§ **提示文**:
*-*-*

元県幹部は先物取引の深みにはまり、県の同僚や知人等から次々と借金を重ね、資金繰りに困り、ついに、公務員として絶対に行ってはならない地位の悪用によって、検査・監督対象である高知商銀から5億2500万円もの多額の金を違法に借り入れた。
そして、返済不能に陥り、高知商銀を破綻に追い込む大きな要因を作った。
さらに、融資の事実発覚後も、県をはじめ関係機関を一貫して騙し続け、県はもとより、関係機関に対し取り返しのつかない行政不信や損失を与えた。
元県幹部は、今年3月16日に懲戒免職処分を受けた後、詐欺、背任容疑で捜査当局に逮捕され、現在、高知地裁においてその重大な責任を問われているのである。

イ 県庁組織全体としての責任
これまで明らかにしてきたように、事件の重大性等から勘案すると、当然全庁的な対応をすべきものであったが、むしろ逆に全庁的な問題として対処することを 意識的に避けたようにすら思われる。このような危機管理に全く対応できない県庁組織、職員の意識構造となっていることは、幹部職員に重大な責任があると言 わなければならない。

*-*-*

§ **課題用の記録**:
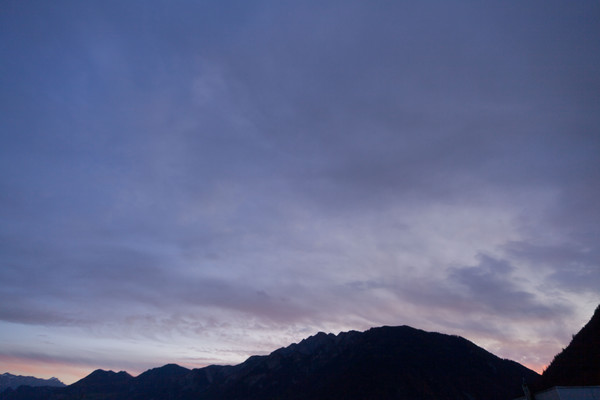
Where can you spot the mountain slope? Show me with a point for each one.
(387, 362)
(579, 363)
(381, 363)
(14, 381)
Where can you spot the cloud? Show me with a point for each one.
(257, 172)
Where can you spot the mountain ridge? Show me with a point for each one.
(579, 363)
(384, 362)
(8, 380)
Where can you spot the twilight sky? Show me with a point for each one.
(198, 181)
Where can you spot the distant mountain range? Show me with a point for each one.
(14, 381)
(381, 363)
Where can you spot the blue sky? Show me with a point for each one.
(197, 182)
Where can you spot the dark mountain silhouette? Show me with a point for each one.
(381, 363)
(579, 363)
(14, 381)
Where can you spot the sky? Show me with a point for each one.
(195, 182)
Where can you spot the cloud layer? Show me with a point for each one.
(198, 183)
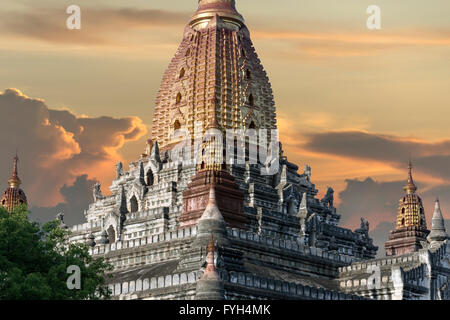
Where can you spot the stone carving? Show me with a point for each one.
(364, 229)
(308, 172)
(60, 217)
(97, 193)
(119, 170)
(329, 197)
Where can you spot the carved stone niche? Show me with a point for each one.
(230, 200)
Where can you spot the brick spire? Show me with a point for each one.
(13, 196)
(14, 181)
(410, 187)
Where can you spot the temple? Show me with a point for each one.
(13, 196)
(218, 229)
(411, 228)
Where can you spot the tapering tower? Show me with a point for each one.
(13, 196)
(215, 69)
(438, 232)
(411, 226)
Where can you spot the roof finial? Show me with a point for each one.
(14, 181)
(410, 187)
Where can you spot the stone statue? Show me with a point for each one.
(97, 192)
(364, 229)
(148, 147)
(329, 197)
(119, 170)
(292, 206)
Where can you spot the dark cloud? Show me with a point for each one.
(56, 147)
(77, 198)
(369, 198)
(98, 26)
(431, 158)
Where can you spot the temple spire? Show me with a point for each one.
(207, 9)
(14, 181)
(13, 196)
(438, 232)
(410, 187)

*-*-*

§ **課題 A**:
高知商銀への違法な借り入れを扱った提示文から、「元県幹部は先物取引の深みには」から「ない行政不信や損失を与えた。」までを、両端も含めてそのまま書き写してください。
§ **課題 B**:
記録のうち「Where can you spot the stone statue?」を含む行から記録の最後の行までを、「dark cloud」を「storm cloud」に置き換え、ほかは一切変えずに書き直してください。示すのはこの範囲の行だけにしてください。

§ **解答 A**:
元県幹部は先物取引の深みにはまり、県の同僚や知人等から次々と借金を重ね、資金繰りに困り、ついに、公務員として絶対に行ってはならない地位の悪用によって、検査・監督対象である高知商銀から5億2500万円もの多額の金を違法に借り入れた。
そして、返済不能に陥り、高知商銀を破綻に追い込む大きな要因を作った。
さらに、融資の事実発覚後も、県をはじめ関係機関を一貫して騙し続け、県はもとより、関係機関に対し取り返しのつかない行政不信や損失を与えた。

§ **解答 B**:
Where can you spot the stone statue? Show me with a point for each one.
(97, 192)
(364, 229)
(148, 147)
(329, 197)
(119, 170)
(292, 206)
Where can you spot the storm cloud? Show me with a point for each one.
(56, 147)
(77, 198)
(369, 198)
(98, 26)
(431, 158)
Where can you spot the temple spire? Show me with a point for each one.
(207, 9)
(14, 181)
(13, 196)
(438, 232)
(410, 187)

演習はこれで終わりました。